### TEXT EXTRACT
***

On Urgency and Belonging: A Q+A with Wangechi Mutu

By Claudia Schmuckli and Wangechi Mutu

July 8, 2021

I Am Speaking, Are You Listening? is the sixth of an ongoing series of exhibitions conceived with contemporary artists to reflect on the history and identity of the Legion of Honor. The Legion of Honor readily invites such contemplation. Home to the Fine Arts Museums’ collections of European art from antiquity to Impressionism, it embodies the fact that art history in the West, as traditionally narrated, has been the dominion of white patriarchy. The contemporary program at the Legion of Honor shines a light on the exclusionary nature of this version of history by probing, stretching, and disrupting traditional modes of presentation. Each contemporary intervention forges new conversations, stories, and myths that make us think and feel differently about art and its histories of which many have yet to be told. Using the power of art as a harbinger of change, the contemporary exhibitions at the Legion of Honor anticipate the larger systemic changes yet to come, both within society and its institutions of art by proposing different forms of coexistence in space and time.  

Claudia Schmuckli:

When I was walking through the museum during installation, one of our staff members came up to me gushing about the exhibition as how it was coming together. But the most meaningful thing she said was that she felt that your work belonged here. And so I wanted to ask you about that sense of belonging.

***

### GIVEN DATA
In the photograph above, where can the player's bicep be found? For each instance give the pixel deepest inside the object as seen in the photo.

***

### PROBLEMS
1. List the three things that, according to the Wangechi Mutu Q+A, each contemporary intervention forges.
2. In the Wangechi Mutu Q+A, which number is I Am Speaking, Are You Listening? in its ongoing series of exhibitions?
3. Write what comes next in the Wangechi Mutu Q+A, picking up right after its last sentence.
The data above comes from a separate source, not from the Wangechi Mutu Q+A.

### EXERCISE RESPONSES
1. New conversations, stories, and myths

2. It is the sixth.

3.
Wangechi Mutu: I think, what has ignited my inspiration and also probably forced me to constantly reexamine my practice is a slight feeling of discomfort with every place that I feel like I was supposed to be in and where I ended up assuming that I was in the right place.

No matter how much I’ve worried about not belonging, I think it’s been one of the most beneficial cauldrons of my making, because it’s always kept me questioning what that means. What does belonging mean? Where do people come from? Whose home is this? Why? Whose institution is this? Who is it serving? And, are the people who it’s serving today, the people that it will serve tomorrow. Can a place be for everyone, you know, can a home be for all of us? Is it big enough? Is it loving enough?

I think institutions are victims of their society and also children of their society. They can’t behave any better than the societies they come from. So, if the work feels like it belongs, that's a good thing. I hope the people who it belongs to also come to look for it here.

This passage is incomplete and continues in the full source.